How many lines in the material below contain the string "Category"? Reply with the number alone.

_DATASET EXCERPTS_:
┄┄┄┄┄┄┄┄┄┄

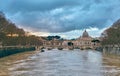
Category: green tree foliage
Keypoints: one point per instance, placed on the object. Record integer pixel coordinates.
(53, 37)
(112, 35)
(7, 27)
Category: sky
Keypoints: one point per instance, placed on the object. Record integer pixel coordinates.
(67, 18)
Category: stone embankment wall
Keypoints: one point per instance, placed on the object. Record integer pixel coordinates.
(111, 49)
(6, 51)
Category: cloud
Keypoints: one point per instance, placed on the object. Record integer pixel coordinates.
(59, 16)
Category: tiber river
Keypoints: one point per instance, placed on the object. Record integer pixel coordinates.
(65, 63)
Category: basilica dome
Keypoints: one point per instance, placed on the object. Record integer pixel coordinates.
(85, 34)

┄┄┄┄┄┄┄┄┄┄

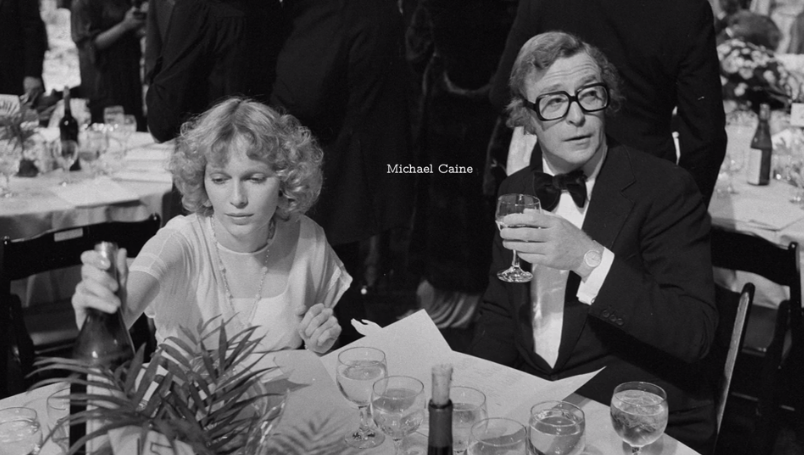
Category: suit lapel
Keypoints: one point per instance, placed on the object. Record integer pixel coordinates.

┄┄┄┄┄┄┄┄┄┄

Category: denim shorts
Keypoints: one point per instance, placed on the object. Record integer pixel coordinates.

┄┄┄┄┄┄┄┄┄┄

_FULL RESPONSE_: 8